*STATED TASK:*
Report each line in the records below that contains the word "grass".

*DATA PROVIDED:*
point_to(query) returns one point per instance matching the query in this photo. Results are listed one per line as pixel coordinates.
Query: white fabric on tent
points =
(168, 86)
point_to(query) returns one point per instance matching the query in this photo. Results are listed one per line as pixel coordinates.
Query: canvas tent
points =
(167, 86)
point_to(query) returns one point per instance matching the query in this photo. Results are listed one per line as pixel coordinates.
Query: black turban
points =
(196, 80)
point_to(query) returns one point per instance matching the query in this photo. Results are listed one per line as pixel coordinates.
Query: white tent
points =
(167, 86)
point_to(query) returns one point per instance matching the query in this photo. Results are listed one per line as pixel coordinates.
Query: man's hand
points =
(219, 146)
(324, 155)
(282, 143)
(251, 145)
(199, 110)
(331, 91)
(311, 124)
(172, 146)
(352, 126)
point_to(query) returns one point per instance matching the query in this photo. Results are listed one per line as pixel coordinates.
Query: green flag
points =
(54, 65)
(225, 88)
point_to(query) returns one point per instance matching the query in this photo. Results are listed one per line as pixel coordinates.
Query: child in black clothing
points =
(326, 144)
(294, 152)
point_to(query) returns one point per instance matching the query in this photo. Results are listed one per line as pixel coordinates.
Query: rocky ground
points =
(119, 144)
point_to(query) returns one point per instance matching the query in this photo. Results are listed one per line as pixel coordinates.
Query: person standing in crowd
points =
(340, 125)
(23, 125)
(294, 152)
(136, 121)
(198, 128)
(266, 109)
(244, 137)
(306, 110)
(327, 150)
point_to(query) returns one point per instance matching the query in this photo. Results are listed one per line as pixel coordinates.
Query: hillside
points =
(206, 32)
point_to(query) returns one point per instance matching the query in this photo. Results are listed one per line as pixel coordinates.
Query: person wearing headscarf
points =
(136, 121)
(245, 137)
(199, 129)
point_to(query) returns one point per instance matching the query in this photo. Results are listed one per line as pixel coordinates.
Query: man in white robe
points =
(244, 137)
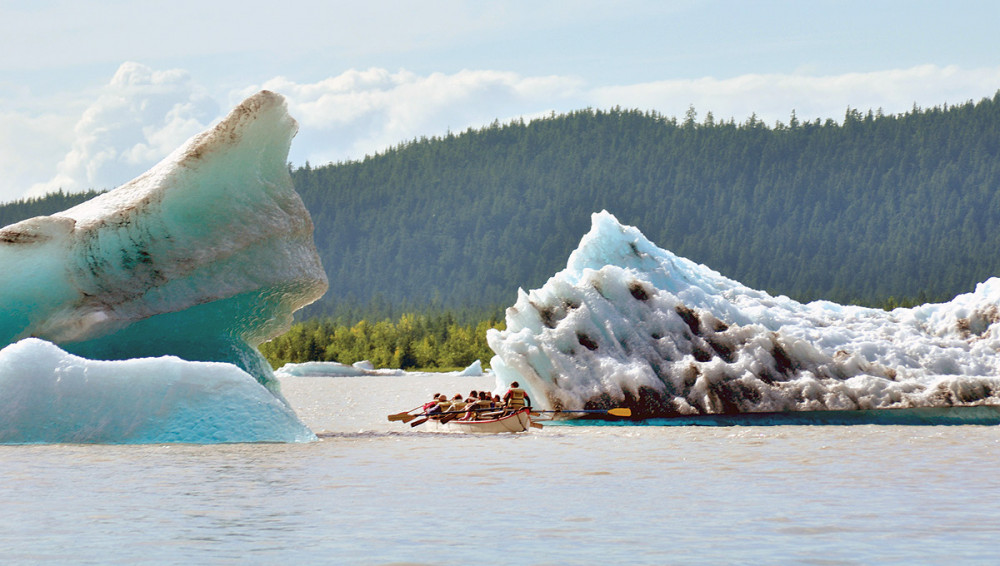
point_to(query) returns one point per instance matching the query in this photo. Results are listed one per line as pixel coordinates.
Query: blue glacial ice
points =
(201, 258)
(51, 396)
(630, 324)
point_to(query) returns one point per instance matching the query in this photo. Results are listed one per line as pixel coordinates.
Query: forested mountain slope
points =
(876, 206)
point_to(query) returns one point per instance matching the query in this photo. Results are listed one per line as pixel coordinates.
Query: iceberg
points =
(202, 258)
(51, 396)
(629, 324)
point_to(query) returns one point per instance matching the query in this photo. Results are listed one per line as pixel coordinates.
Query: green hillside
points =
(878, 206)
(859, 211)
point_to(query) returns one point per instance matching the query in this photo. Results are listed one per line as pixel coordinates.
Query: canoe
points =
(514, 422)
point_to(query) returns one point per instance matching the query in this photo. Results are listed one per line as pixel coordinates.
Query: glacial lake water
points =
(376, 492)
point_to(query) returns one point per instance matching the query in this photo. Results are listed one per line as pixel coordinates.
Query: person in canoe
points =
(516, 398)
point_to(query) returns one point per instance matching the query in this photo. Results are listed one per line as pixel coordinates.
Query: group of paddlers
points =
(478, 405)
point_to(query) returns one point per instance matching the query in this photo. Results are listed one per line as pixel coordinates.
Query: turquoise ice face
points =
(203, 257)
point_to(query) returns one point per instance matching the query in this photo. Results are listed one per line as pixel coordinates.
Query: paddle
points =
(405, 416)
(616, 412)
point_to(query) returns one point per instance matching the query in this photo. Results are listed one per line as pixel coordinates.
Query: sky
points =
(93, 93)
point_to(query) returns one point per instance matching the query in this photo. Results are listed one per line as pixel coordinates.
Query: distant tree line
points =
(22, 209)
(412, 341)
(866, 210)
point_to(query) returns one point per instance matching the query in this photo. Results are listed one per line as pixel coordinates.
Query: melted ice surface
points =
(51, 396)
(204, 256)
(628, 323)
(201, 258)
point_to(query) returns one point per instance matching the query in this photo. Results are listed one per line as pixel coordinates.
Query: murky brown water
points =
(375, 492)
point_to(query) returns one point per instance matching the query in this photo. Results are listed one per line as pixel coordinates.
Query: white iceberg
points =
(203, 257)
(627, 323)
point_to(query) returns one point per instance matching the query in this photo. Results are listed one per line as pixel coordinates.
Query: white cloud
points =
(103, 139)
(361, 112)
(137, 119)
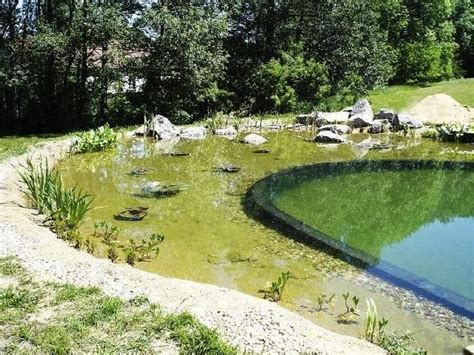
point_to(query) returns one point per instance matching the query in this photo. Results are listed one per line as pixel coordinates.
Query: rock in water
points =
(254, 139)
(329, 137)
(361, 114)
(404, 121)
(227, 168)
(385, 114)
(160, 190)
(336, 128)
(161, 128)
(228, 132)
(193, 133)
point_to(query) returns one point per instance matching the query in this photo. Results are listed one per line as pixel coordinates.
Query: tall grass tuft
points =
(66, 208)
(95, 140)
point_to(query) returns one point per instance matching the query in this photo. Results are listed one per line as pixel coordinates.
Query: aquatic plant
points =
(324, 300)
(65, 207)
(112, 253)
(452, 132)
(374, 327)
(95, 140)
(106, 232)
(351, 312)
(276, 289)
(147, 249)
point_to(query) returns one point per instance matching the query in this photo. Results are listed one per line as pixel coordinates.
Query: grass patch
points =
(62, 319)
(404, 96)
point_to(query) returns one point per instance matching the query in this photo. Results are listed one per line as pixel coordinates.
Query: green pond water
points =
(209, 238)
(415, 220)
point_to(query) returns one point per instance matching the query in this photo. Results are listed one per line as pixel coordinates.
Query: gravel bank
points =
(251, 324)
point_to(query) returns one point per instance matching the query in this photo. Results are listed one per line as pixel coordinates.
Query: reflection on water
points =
(421, 221)
(208, 237)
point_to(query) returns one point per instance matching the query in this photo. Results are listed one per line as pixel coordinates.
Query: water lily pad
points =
(131, 214)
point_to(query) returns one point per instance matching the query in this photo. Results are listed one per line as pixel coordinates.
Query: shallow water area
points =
(208, 236)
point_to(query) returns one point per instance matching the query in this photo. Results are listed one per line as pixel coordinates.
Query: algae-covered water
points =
(416, 220)
(208, 236)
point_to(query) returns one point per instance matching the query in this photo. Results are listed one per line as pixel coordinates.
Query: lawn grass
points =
(39, 317)
(404, 96)
(16, 145)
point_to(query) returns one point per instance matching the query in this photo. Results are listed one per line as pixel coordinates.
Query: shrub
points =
(95, 140)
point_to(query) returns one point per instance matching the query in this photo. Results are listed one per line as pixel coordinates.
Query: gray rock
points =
(379, 126)
(386, 114)
(254, 139)
(162, 129)
(404, 121)
(306, 119)
(361, 114)
(362, 107)
(336, 128)
(329, 137)
(193, 133)
(229, 131)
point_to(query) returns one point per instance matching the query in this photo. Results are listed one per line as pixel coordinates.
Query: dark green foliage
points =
(65, 65)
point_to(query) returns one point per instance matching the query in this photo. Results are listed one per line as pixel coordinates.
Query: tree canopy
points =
(68, 64)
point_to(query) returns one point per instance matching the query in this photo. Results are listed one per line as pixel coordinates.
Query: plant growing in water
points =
(323, 301)
(275, 291)
(351, 312)
(64, 207)
(95, 140)
(147, 249)
(105, 231)
(374, 327)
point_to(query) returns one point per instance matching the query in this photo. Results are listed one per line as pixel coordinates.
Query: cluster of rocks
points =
(161, 129)
(333, 126)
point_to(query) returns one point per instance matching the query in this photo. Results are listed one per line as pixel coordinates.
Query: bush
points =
(95, 140)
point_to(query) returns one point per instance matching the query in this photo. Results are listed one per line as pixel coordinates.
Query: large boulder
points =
(386, 114)
(361, 114)
(161, 128)
(193, 133)
(405, 121)
(336, 128)
(329, 137)
(254, 139)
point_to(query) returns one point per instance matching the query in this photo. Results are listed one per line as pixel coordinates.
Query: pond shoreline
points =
(251, 324)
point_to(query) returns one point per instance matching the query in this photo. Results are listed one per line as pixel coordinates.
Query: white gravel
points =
(251, 324)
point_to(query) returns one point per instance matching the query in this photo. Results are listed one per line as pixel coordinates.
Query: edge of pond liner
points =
(258, 206)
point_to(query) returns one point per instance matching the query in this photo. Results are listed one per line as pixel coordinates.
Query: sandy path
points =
(252, 324)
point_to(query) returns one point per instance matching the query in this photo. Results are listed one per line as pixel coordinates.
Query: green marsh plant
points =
(64, 207)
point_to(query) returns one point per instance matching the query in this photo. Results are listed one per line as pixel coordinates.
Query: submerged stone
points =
(254, 139)
(160, 190)
(329, 137)
(227, 168)
(131, 214)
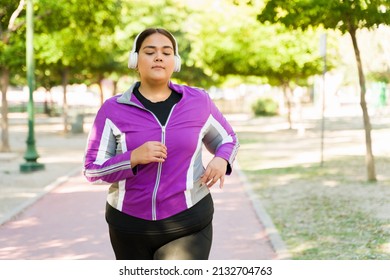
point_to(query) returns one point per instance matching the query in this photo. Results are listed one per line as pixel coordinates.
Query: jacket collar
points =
(125, 98)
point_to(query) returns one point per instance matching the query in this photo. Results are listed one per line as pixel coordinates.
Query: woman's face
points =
(156, 59)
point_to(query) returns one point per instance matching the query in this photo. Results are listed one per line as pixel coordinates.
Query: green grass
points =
(327, 212)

*SOLVED PROBLEM:*
Query: tall grass tuft
Query: grass patch
Query: lawn grass
Query: green grass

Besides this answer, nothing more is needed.